* [Task brief]: Please render all the rows below as a numbered list, one line per item, leaving out blank lines and the pictures.

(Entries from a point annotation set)

■ ■ ■ ■ ■ ■ ■

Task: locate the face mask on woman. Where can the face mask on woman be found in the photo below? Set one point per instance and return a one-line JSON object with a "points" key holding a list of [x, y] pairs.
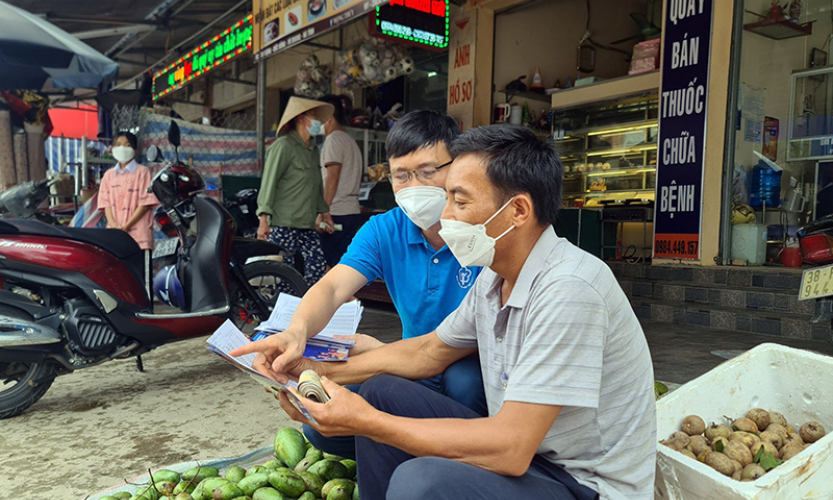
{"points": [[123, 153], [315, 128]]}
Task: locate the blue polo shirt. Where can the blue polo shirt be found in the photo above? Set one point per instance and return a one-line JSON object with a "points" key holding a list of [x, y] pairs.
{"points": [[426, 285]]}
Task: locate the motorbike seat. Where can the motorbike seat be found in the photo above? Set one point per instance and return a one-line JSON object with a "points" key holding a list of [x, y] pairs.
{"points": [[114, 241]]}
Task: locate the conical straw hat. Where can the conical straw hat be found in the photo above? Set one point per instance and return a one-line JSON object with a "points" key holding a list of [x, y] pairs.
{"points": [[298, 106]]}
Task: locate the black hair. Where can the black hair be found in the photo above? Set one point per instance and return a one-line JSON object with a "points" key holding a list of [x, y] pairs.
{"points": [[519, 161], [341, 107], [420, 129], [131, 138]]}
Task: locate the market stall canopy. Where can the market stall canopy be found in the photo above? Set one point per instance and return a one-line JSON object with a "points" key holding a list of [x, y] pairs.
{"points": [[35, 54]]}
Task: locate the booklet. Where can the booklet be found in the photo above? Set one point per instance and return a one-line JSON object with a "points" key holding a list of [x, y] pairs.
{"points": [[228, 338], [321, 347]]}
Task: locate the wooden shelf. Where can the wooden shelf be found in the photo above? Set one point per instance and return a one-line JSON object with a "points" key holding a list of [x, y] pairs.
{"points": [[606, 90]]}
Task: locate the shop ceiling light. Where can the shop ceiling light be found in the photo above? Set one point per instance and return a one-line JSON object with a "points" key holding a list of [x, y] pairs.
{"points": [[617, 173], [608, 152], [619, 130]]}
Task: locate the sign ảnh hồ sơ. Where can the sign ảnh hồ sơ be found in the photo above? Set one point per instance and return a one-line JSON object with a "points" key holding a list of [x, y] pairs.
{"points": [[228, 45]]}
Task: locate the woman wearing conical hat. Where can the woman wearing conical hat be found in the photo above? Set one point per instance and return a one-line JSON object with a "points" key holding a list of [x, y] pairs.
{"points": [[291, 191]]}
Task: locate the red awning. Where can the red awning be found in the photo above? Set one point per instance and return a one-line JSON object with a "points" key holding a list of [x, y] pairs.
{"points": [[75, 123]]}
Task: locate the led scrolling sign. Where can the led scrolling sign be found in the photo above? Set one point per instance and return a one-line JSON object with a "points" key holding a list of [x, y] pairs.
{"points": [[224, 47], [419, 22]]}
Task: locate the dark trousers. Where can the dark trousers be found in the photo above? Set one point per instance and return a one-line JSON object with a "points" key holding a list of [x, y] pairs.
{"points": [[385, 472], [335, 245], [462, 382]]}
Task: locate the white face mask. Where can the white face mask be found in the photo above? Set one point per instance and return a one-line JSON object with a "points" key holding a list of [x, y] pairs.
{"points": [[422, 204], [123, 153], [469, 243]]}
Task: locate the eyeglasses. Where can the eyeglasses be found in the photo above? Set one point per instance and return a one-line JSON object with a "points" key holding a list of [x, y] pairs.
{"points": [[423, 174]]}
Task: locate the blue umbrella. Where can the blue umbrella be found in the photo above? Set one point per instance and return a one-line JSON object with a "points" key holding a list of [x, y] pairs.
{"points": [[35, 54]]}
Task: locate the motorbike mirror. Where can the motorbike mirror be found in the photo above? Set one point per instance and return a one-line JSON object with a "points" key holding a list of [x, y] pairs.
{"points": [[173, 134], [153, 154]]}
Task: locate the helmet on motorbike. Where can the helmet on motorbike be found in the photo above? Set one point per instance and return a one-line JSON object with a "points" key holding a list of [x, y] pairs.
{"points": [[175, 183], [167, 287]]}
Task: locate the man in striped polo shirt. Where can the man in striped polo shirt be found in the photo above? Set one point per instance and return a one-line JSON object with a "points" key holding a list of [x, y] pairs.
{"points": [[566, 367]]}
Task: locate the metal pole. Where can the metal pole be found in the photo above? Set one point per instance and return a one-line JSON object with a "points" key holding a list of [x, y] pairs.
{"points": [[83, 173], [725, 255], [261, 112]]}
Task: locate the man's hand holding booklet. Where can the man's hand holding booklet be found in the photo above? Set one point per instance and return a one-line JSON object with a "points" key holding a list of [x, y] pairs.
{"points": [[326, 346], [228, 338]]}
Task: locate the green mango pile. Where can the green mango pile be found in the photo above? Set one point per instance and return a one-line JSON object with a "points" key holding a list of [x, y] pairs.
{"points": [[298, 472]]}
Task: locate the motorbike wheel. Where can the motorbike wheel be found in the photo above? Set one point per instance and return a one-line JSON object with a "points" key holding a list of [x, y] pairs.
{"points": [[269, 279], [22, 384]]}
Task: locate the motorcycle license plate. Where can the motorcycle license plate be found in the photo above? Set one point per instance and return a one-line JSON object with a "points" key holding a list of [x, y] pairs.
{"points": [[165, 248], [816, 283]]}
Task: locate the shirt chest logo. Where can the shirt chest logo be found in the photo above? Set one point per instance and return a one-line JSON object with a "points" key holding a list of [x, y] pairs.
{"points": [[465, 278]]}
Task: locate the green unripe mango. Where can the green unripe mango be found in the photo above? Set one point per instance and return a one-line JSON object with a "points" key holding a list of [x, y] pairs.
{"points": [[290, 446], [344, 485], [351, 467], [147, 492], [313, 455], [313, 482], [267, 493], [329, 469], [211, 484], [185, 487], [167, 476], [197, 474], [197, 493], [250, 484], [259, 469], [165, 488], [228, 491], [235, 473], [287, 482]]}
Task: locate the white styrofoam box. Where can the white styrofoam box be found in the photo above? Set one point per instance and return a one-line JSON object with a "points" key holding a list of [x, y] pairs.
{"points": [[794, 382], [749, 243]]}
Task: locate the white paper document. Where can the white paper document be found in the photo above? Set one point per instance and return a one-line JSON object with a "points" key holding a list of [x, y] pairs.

■ ■ ■ ■ ■ ■ ■

* [Output for this exercise]:
1. Task: locate the face mask on woman. Where can the face mask on woman be found in the photo below? Set one point per instance and return a one-line JSON object with a "points" key holding a list of [x, y] pairs.
2. {"points": [[123, 153], [315, 128]]}
3. Task: locate the blue polo shirt. Where can the blue polo shirt be found in the photo above? Set one point per instance and return a one-line JSON object with a "points" key holding a list of [x, y] pairs.
4. {"points": [[426, 285]]}
5. Task: locate the motorbike seat. Where can the motorbike seat be found in the photo above? Set one point per instance and return a one-line JSON object with a "points" key holding a list of [x, y] pairs.
6. {"points": [[114, 241]]}
7. Task: locate the conical straw hat. Where can the conical straw hat be found in the photo above? Set one point per instance and return a one-line JSON object with a "points" key holding a list of [x, y] pairs.
8. {"points": [[298, 106]]}
9. Task: locate the black hair. Where can the black hair be found in the photo above? Set one point per instance and return a one-line JSON object with a "points" key holding a list of [x, y] pairs.
10. {"points": [[519, 161], [341, 107], [420, 129], [131, 138]]}
11. Task: locate the market stall canopy. Where can the market stall canopy be found in the photo above? Set one point per instance and return a one-line JSON object with a "points" key holding a list of [x, y] pairs.
12. {"points": [[35, 54]]}
13. Task: locate the booklet. Where can the booklet be found in the photo above? Set one point per instance and return a one-line JSON object with a "points" key holding a list of [x, y] pairs.
14. {"points": [[228, 338], [321, 347]]}
15. Task: locate the wooden shelf. Where can the wooden shelf be found in the photo above? Set one point per instance and return a one-line JSON object with a "points" key holding a list of [x, y] pairs.
16. {"points": [[606, 90]]}
17. Task: locate the shop ceiling light. Where can the shop ceiling light be found in the photo above? Set one point per instance and return a one-line JSON object with a "points" key holding a list of [x, y] pairs.
18. {"points": [[617, 173], [608, 152], [619, 130]]}
19. Task: locate the sign ảnh hồ sơ. Where can the sign ảnh hồ sơ be found in the photo above? Set one point per instance and return a one-line JSON object with a "points" key holding a list of [x, y] pairs.
20. {"points": [[228, 45]]}
21. Task: locate the woman wearing conical hat. Where can the woman wearing conical hat be found in the photo above? Set one point per instance and return a one-line JSON object with a "points" key holding a list of [x, y] pairs.
22. {"points": [[291, 191]]}
23. Task: locate the red awning. Where can the red awning be found in the photo above? Set one point per instance and return a one-line JSON object with a "points" key holding a list of [x, y] pairs.
24. {"points": [[75, 123]]}
25. Task: locate the led scrolling sign. Where can the led scrolling sign be found in the photo above? Set one point per instance and return a one-line JSON object with a "points" key holding a list of [x, y] pairs.
26. {"points": [[224, 47], [419, 22]]}
27. Task: locate the dark trousers. Where can the dark trousers be found in the photo above? Set one point per instance and return a one-line JSON object with a "points" key holding a list of [x, y] pairs.
28. {"points": [[385, 472], [335, 245], [462, 382]]}
29. Task: locate the white face mask. Where can the white face mask be found in the photo above? Set one point per instance and return a one-line JSON object with a "points" key holding a list of [x, y] pairs.
30. {"points": [[422, 204], [123, 153], [469, 243]]}
31. Task: locate the eyeglasses. Where can the eyeglasses be found in the photo above? Set one point per instance and return a one-line JSON object with a "points" key holding a list of [x, y] pairs.
32. {"points": [[423, 174]]}
33. Task: locate the blue umbrella. Where can the blue umbrella be found in the photo above? Set one point per instance and return a one-line JSON object with a "points" key holding a list of [x, y] pairs.
34. {"points": [[35, 54]]}
35. Task: locate the motorbike mirror. Where can the motorbike mirror be found in the photo above? Set one point per instance and return a one-line JSON object with a "points" key holding a list of [x, y] pairs.
36. {"points": [[173, 134], [153, 154]]}
37. Task: locate the helmet on motorbike. Where can the helmet on motorbike be found in the photo above? Set one point per instance and return a one-line JSON object with a "points" key holding a list of [x, y] pairs.
38. {"points": [[175, 183], [167, 287]]}
39. Task: locate the man in striped polo shirt. Where can the man in striped polo shirt be found in the photo above? Set one point per instance and return a one-line JSON object with a "points" key holding a list of [x, y] pairs.
40. {"points": [[566, 367]]}
41. Task: locate the metal pole. Where can the metal pole be found in the photo above? Set one point per instance and return a one-line JSON object with a "points" key holding a list of [x, y] pairs.
42. {"points": [[83, 173], [725, 255], [261, 112]]}
43. Task: locate the man's hand holding booklet. Where can the man's hand holding booklet be found in the photo above? Set one point per instance and return a one-line JSON object with a "points" key holding a list of [x, y] pairs.
44. {"points": [[326, 346], [228, 338]]}
45. Task: locate the green mango pile. Where can the green mango pile be found in the photo above? Set one point per instance and return a one-line JSON object with a "points" key holding a list of [x, y] pairs.
46. {"points": [[298, 472]]}
47. Task: locate the motorbike wheel. Where can the motorbike wheel be found in the photo above? Set one point per instance and return a one-line JSON object with a "points" key holding a list of [x, y] pairs.
48. {"points": [[269, 279], [22, 384]]}
49. Task: locate the motorcycle license plate. Where can the motorcycle license plate be found in the photo above? Set one point per instance and return a one-line JSON object with a "points" key holding a list of [x, y] pairs.
50. {"points": [[165, 248], [816, 283]]}
51. Task: locate the shirt chest logo. Where can the shirt chest logo be found in the photo above? Set one point per instance and return a one-line JSON object with a "points" key holding a list of [x, y] pairs.
52. {"points": [[465, 278]]}
53. Task: locate the green unripe mango. Where can the green unripe mango be found in the photo above? Set one point per instance and return a one-line JSON object with a "points" key holding a list of [x, y] pairs.
54. {"points": [[290, 446], [344, 485], [351, 467], [147, 492], [313, 455], [313, 482], [267, 493], [329, 469], [211, 484], [185, 487], [167, 476], [197, 474], [197, 493], [250, 484], [259, 469], [165, 488], [228, 491], [235, 473], [287, 482]]}
55. Task: locate the white styrofoam box. Where can the white styrofoam box be found in the photo above? Set one point per instance and return a one-line JSON object with a "points" key holding a list of [x, y] pairs.
56. {"points": [[794, 382], [749, 243]]}
57. Task: locate the white paper document. Where can the white paper document be found in the photo above? Set one point per instance and return a one-line JSON object with a "points" key holding a list of [x, y] pairs.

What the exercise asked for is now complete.